## [Task requirements]
In the entries below, copy word for word the stretch that opens with the line containing "Place a point on the toyota" and closes with the line containing "<point>757,320</point>". Include both of those lines.

==== Data for the task

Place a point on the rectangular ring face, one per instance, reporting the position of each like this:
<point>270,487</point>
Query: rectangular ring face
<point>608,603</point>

========
==== Data for the task

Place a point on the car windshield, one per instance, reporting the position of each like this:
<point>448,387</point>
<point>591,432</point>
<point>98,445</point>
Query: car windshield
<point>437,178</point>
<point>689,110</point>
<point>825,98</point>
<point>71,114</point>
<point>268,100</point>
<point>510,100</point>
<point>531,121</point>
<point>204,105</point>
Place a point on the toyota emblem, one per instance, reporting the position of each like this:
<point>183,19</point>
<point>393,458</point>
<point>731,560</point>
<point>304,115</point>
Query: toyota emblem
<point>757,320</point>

========
==== Data for the task

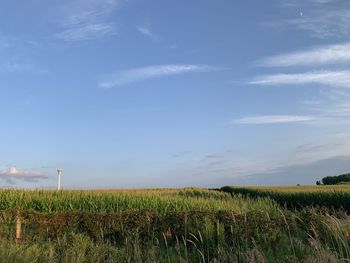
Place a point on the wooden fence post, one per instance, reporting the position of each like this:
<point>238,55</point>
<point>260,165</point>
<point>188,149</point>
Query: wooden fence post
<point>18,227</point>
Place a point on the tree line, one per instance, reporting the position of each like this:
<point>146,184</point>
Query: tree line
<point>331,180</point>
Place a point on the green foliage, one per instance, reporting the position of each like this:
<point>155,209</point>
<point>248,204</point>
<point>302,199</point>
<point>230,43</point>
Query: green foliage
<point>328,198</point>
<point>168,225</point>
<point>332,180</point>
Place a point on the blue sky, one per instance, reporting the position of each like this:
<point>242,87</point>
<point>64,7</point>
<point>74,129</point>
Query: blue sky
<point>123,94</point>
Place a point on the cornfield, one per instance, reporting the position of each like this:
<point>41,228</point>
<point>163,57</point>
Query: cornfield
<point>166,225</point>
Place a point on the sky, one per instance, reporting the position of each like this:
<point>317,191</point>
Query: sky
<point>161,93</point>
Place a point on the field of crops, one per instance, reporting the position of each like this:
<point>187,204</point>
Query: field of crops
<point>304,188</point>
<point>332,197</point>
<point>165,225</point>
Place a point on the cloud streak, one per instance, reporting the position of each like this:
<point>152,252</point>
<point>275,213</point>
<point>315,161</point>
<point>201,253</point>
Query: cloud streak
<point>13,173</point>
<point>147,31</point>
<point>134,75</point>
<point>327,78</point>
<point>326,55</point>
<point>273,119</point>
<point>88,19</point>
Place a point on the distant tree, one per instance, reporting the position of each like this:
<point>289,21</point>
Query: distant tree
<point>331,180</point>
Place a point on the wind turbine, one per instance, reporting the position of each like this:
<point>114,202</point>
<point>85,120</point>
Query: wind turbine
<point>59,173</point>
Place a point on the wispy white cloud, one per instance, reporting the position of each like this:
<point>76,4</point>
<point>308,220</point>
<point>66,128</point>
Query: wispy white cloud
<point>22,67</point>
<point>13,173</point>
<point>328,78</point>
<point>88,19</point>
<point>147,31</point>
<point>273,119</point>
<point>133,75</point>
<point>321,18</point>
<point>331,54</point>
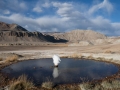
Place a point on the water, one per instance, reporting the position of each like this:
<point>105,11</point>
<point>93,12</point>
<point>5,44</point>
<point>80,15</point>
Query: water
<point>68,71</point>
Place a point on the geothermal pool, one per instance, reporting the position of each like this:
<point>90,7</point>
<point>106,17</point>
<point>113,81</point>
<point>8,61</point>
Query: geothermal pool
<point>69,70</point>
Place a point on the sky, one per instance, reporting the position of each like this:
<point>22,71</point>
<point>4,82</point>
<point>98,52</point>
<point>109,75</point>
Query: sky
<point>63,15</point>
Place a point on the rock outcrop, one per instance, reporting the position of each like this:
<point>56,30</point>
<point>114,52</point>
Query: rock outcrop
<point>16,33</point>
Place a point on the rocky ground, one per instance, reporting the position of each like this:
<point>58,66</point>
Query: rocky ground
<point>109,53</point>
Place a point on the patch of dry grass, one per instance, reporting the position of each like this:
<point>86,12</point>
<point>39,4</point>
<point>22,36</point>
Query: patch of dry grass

========

## [Solution]
Place a point on the toyota emblem, one per instance, reporting the position of each like this:
<point>183,19</point>
<point>393,458</point>
<point>731,560</point>
<point>304,115</point>
Query: toyota emblem
<point>757,320</point>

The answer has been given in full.